___ Auszug zum Lesen

Flucht 2012 Syrien » Türkei (2,5 Jahre) » Griechenland » Nordmazedonien » Serbien » Ungarn » München
„Das Schwierigste waren die Wellen, diese Wasserwucht. Uns ging es sehr schlecht, weil meine Kinder noch so klein waren, ich habe das eine Kind auf der einen Seite, das andere Kind auf dem anderen Arm getragen – und wir hatten noch unsere Koffer und unsere Kleidung dabei.“
Ich habe mit meiner Familie in Aleppo gelebt. Wir besaßen ein Haus, ich hatte eine gute Arbeit als Betonleger, es gab keinerlei Schwierigkeiten. 2011 fing dann der Krieg an. Ich habe mich entschieden, zur Sicherheit mit meiner Familie in die Türkei auszureisen und dort ein paar Monate zu leben – eigentlich wollte ich, wenn es wieder besser wird, in meine Heimat zurückkehren. Meine fünf Kinder waren zur damaligen Zeit noch ziemlich klein, sie waren 16, 14, 12, 10 und 4 Jahre alt. Ich habe mir und meiner Familie eine bessere Zukunft erhofft, Sicherheit für die Kinder, und habe gedacht, diese in der Türkei zu finden.
Als wir in der Türkei ankamen, war es sehr heiß, wir bekamen erst mal kein Essen, es war sehr schwierig, besonders für die Kinder. Das größte Problem war die Angst, zu fliehen und die Ungewissheit zu ertragen, was uns erwartet. Leider wurde meine Situation in der Türkei noch schwieriger als in Syrien – ich fand keine Arbeit, die Mädchen mussten in einer Textilwerkstatt aushelfen, sie waren von morgens bis abends dort. Ich versuchte schließlich, einen Weg zu finden, um nach Europa zu fliehen.

______
___ Zeilen

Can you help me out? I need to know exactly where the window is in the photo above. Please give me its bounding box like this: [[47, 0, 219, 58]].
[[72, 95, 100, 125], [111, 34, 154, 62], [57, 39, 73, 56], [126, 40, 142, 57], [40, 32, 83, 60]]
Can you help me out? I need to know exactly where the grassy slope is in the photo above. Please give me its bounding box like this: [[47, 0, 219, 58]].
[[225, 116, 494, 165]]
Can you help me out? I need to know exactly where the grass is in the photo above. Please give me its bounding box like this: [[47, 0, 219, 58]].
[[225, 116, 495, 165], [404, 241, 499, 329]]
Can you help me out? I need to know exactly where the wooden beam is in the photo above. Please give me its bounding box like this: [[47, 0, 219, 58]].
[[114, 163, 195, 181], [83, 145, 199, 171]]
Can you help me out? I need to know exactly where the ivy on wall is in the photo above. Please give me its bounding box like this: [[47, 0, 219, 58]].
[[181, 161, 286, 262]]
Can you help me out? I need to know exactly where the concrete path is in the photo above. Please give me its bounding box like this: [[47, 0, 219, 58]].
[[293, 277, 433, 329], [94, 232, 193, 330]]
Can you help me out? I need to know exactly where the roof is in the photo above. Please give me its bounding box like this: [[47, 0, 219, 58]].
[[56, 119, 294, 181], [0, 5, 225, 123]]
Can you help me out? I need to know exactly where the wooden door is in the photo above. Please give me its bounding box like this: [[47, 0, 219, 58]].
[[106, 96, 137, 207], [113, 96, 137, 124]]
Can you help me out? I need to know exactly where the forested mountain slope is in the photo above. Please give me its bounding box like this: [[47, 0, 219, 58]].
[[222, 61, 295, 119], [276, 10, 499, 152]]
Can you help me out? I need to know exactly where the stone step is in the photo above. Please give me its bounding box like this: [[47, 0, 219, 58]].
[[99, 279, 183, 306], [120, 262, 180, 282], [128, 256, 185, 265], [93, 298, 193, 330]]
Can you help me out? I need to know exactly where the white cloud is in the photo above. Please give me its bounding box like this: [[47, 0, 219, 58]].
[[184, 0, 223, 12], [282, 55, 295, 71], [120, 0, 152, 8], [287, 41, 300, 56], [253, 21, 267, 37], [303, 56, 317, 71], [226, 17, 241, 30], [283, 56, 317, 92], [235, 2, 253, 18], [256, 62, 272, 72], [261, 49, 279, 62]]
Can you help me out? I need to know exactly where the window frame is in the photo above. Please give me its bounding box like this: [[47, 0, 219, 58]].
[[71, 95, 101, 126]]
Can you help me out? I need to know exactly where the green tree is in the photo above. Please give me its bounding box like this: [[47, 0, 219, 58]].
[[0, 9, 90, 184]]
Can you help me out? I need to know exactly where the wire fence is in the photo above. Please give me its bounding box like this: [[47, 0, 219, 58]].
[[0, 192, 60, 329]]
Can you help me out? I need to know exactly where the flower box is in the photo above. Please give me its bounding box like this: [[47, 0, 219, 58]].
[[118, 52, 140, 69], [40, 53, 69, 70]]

______

Aufgabendetails: Schreiben Sie aus dem Bericht über die Flucht aus Syrien den Abschnitt von „Als wir in der“ bis einschließlich „Europa zu fliehen.“ wortgetreu ab.

Ergebnis der Übung:
Als wir in der Türkei ankamen, war es sehr heiß, wir bekamen erst mal kein Essen, es war sehr schwierig, besonders für die Kinder. Das größte Problem war die Angst, zu fliehen und die Ungewissheit zu ertragen, was uns erwartet. Leider wurde meine Situation in der Türkei noch schwieriger als in Syrien – ich fand keine Arbeit, die Mädchen mussten in einer Textilwerkstatt aushelfen, sie waren von morgens bis abends dort. Ich versuchte schließlich, einen Weg zu finden, um nach Europa zu fliehen.